▶ [MATERIAL FOR THIS TASK]

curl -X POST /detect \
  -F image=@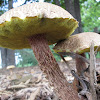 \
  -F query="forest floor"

[0,59,100,100]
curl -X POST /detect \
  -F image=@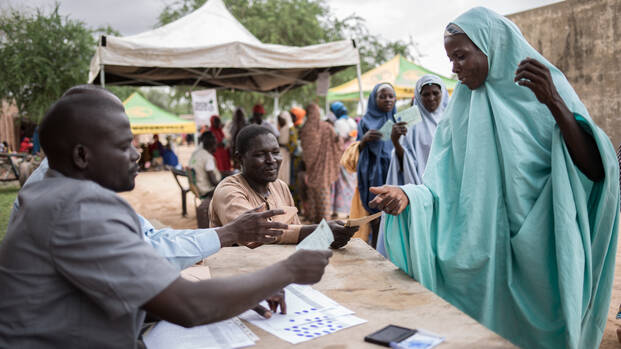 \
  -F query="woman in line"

[209,125,357,248]
[209,115,231,174]
[357,83,397,248]
[330,101,358,217]
[289,107,308,216]
[300,103,343,223]
[278,111,298,185]
[372,8,619,348]
[377,74,449,256]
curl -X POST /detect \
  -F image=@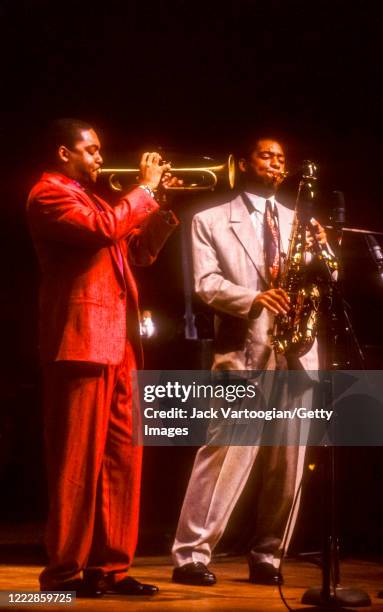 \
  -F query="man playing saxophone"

[172,137,326,585]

▶ [PROMPT]
Which lines of the material above contain the string "query", matching case exactly? Return each of those lines in full.

▶ [CORRECT RESULT]
  -F query="forest floor"
  -F query="woman in line"
  -F query="man playing saxophone"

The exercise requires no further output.